Verilen Görev 1
Kayıtlarda "building" kelimesini içeren satırların tümünü listeleyiniz.

Seçilen Metin
______________________________

İçeriğe geçmek için "Enter"a basın

`Benim ülkem böyle değildi` Cemal Uşşak

`Benim ülkem böyle değildi`

Geçtiğimiz Pazartesi günü, İskenderun Katolik Kilisesi`nin avlusunda bir grup Hristiyan vatandaşımızla birlikte Monsenyor Luigi Padoveze`nin cenaze töreni için bekleşmekteyiz.

Cemal UŞŞAK

Gözler nemli, bakışlar buğulu. Ayaküstü sohbetin konusu peş peşe sökün edip gelen üç acı ölüm olayı. Daha açık ifadesiyle katliamlar; Mavi Marmara Gemisi`ne yapılan kanlı baskının şehitleri, İskenderun Deniz İkmal Destek Komutanlığı`na yapılan roketli saldırı sonucu vefat eden Mehmetçikler ve cemaatin Ruhani reisi Luigi Padoveze`nin hunharca katli. 

Hristiyan vatandaşlarımızı tedirgin edecek bir hayli malzeme var ortada. Son üç yılda beşinci Hristiyan papaz suikastla öldürülüyor. Süryani Katolikler`den birisi yanıma yaklaşıp soruyor: `Cemal Bey! Ne zaman bitecek bu din adamlarının katledilmesi?`

Ferahlık verici bir cevap bulabilir miyim endişesiyle zihnimi zorlarken, hatırıma Türkiye Ermenileri Patriği Mesrob Mutafyan`ın üç sene önce sarf ettiği sözler geliyor. Şu günlerde bir hayli hasta olan Mutafyan şöyle demişti: `Benim doğduğum, büyüdüğüm ülkem, böyle bir yer değildi. Benim tanıdığım Müslümanlar, kesinlikle bu gibi vahşi olaylarla birlikte gelen yakıştırmaları hak etmiyor.`

Çok doğru. Bir Müslüman olarak ben de haykırıyorum: `Benim de üzerinde doğduğum ülke böyle değildi. Benim ülkem de böylesi vahşi cinayetlerle anılmayı asla hak etmiyor.`

Çevremde bulunanlardan birisinin sözleri beni geçmişte dolaşmaktan tekrar kilise avlusuna getiriyor: `Katil zanlısı Murat Altun, mahkemede birden ezan okumaya başlamış.`

`Bu tabloya hiç de yabancı değiliz. Planlı cinayeti çok kaba ve özensizce kamufle etme gayreti` diye cevap veriyorum.

______________________________

Görev Verileri

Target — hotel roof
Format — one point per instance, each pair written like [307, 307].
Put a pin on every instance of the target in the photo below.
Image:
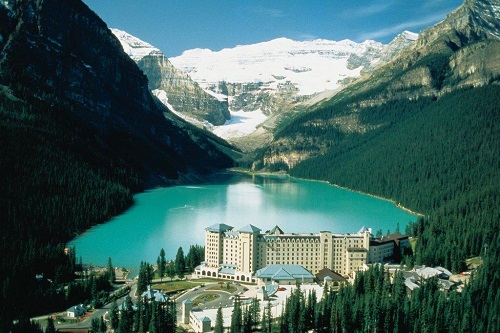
[283, 272]
[249, 228]
[219, 227]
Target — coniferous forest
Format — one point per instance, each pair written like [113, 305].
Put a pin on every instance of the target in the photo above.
[442, 160]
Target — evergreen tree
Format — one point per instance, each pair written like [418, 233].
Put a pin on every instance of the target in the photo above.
[94, 326]
[219, 322]
[180, 264]
[236, 318]
[162, 263]
[266, 323]
[113, 316]
[170, 270]
[50, 328]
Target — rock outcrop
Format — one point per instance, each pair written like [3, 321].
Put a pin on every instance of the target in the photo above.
[61, 53]
[172, 86]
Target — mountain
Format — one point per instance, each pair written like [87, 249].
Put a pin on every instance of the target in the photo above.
[457, 53]
[422, 130]
[270, 78]
[173, 87]
[80, 133]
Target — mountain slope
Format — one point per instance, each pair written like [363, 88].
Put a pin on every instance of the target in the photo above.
[80, 133]
[266, 80]
[172, 86]
[432, 67]
[421, 130]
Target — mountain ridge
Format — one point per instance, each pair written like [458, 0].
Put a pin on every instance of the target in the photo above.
[173, 87]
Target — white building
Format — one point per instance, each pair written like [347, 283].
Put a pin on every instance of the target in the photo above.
[237, 254]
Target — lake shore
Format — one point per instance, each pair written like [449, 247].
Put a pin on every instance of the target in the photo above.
[269, 173]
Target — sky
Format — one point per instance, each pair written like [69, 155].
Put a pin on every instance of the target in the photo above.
[174, 26]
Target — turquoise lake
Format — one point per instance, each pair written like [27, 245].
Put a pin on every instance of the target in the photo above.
[177, 216]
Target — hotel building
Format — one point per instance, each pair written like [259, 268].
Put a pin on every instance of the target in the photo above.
[238, 254]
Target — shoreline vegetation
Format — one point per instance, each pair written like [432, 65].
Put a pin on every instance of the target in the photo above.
[282, 173]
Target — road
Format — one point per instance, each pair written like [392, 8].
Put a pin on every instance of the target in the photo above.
[98, 313]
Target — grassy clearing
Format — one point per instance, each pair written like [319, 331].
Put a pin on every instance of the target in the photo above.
[205, 298]
[174, 286]
[223, 287]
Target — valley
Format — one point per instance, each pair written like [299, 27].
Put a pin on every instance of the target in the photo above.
[92, 116]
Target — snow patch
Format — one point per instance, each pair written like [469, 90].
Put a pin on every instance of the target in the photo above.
[241, 124]
[409, 35]
[133, 46]
[162, 96]
[6, 4]
[312, 66]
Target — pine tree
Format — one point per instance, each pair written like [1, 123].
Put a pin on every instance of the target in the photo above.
[219, 322]
[180, 264]
[236, 318]
[162, 263]
[111, 272]
[113, 315]
[50, 328]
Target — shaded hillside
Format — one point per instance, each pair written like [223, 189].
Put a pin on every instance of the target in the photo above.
[172, 86]
[422, 130]
[80, 133]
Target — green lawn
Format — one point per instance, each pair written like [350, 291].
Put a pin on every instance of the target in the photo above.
[223, 287]
[174, 286]
[205, 298]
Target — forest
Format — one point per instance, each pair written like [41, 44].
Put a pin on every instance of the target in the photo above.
[442, 159]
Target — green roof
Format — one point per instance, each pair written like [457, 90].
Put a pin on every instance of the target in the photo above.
[249, 228]
[219, 227]
[283, 272]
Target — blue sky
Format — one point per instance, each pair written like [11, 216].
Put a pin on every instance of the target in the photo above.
[177, 25]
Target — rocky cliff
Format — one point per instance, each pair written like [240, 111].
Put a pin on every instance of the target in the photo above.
[460, 52]
[172, 86]
[60, 53]
[263, 82]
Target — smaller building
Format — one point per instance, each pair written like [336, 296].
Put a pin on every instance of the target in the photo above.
[284, 274]
[200, 323]
[330, 278]
[76, 311]
[154, 295]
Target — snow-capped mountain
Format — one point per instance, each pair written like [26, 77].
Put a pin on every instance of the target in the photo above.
[133, 46]
[173, 87]
[311, 66]
[270, 78]
[255, 81]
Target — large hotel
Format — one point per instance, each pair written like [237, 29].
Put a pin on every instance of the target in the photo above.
[239, 254]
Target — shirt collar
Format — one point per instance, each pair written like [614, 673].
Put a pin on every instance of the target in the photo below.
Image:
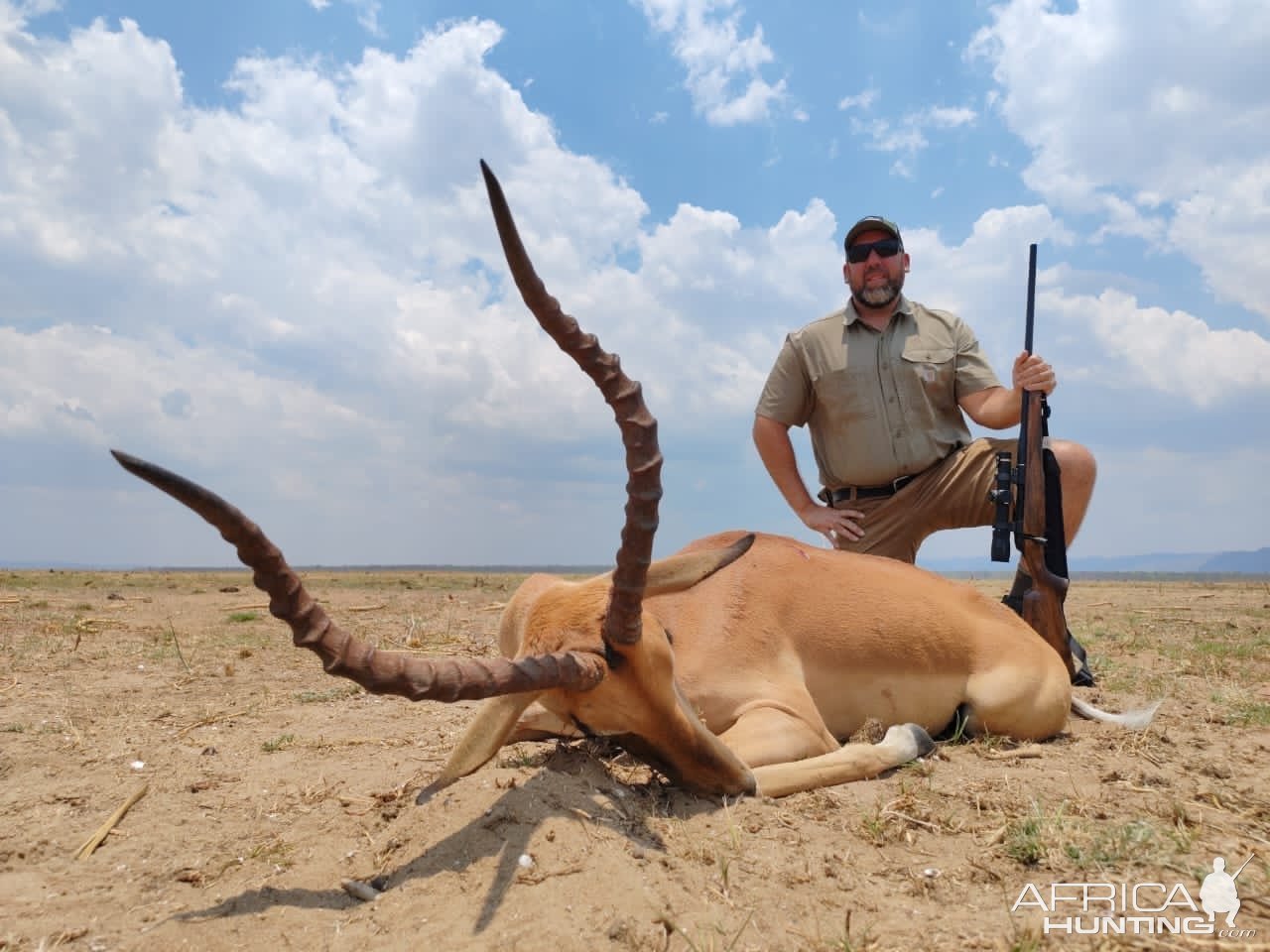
[849, 315]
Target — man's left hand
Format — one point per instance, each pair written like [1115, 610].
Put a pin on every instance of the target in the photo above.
[1033, 373]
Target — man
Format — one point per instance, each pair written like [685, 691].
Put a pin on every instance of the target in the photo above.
[883, 385]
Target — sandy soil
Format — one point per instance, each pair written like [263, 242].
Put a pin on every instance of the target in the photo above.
[267, 784]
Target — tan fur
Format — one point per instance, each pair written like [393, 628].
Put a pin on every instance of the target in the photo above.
[779, 658]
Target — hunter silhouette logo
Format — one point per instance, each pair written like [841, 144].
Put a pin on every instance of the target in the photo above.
[1139, 907]
[1219, 893]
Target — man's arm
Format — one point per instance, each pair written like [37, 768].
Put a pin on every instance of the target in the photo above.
[776, 451]
[998, 408]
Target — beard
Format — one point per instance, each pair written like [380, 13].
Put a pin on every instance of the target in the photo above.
[878, 296]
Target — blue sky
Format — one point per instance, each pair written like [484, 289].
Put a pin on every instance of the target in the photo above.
[248, 241]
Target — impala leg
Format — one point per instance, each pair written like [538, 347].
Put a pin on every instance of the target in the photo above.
[540, 724]
[771, 733]
[1025, 694]
[851, 762]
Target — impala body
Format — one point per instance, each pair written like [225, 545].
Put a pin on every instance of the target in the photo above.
[738, 665]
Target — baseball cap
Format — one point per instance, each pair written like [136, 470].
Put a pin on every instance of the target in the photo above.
[871, 222]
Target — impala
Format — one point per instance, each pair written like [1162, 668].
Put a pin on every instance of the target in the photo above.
[738, 665]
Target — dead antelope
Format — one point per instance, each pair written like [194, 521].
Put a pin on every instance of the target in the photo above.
[774, 661]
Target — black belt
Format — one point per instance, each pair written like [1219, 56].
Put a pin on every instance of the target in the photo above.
[847, 493]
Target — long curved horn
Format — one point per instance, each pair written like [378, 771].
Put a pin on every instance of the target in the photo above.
[343, 655]
[638, 425]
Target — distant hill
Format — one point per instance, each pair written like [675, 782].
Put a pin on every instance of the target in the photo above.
[1153, 563]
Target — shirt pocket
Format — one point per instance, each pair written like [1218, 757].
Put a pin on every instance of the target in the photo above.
[931, 367]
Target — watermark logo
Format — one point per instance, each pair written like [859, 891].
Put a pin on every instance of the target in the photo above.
[1139, 909]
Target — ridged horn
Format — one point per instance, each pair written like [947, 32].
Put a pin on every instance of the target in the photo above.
[636, 424]
[343, 655]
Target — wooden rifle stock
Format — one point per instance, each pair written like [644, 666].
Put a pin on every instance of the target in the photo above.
[1043, 603]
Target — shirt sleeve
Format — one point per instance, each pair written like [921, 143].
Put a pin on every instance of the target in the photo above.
[788, 397]
[973, 371]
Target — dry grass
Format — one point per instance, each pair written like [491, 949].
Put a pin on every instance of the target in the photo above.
[271, 784]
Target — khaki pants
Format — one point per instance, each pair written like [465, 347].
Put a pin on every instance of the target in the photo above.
[951, 495]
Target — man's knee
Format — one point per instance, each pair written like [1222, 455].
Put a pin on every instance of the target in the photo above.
[1075, 461]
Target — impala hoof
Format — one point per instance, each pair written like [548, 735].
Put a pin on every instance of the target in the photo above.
[911, 739]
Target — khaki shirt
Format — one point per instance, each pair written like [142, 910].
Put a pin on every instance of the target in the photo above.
[879, 405]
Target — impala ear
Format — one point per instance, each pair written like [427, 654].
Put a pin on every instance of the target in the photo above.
[684, 571]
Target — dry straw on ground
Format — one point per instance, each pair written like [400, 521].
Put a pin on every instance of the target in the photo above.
[271, 784]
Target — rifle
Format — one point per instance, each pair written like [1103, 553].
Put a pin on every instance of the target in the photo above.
[1038, 515]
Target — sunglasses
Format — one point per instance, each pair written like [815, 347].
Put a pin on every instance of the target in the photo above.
[887, 248]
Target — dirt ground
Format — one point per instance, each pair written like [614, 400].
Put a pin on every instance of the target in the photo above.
[264, 784]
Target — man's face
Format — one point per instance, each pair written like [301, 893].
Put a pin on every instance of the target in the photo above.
[876, 281]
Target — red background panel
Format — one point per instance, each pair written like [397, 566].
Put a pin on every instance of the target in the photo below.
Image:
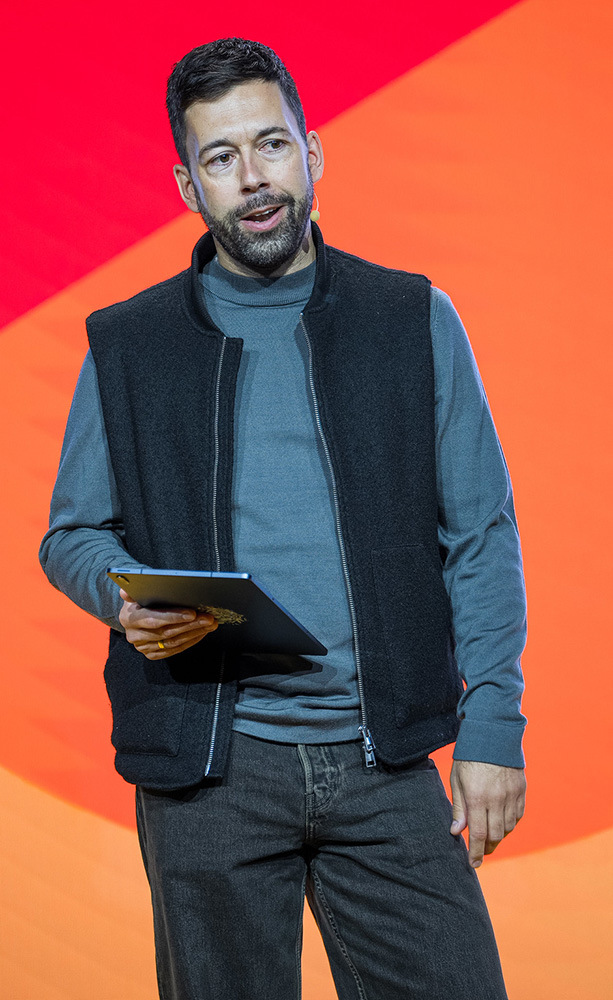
[83, 116]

______________________________

Verilen Görev 2
Seçilen metne göre katil zanlısı Murat Altun mahkemede birden ne yapmaya başlamış?

Doğru Yanıt 1
Target — white building
Target — hotel building
Target — smaller building

Doğru Yanıt 2
Ezan okumaya başlamış.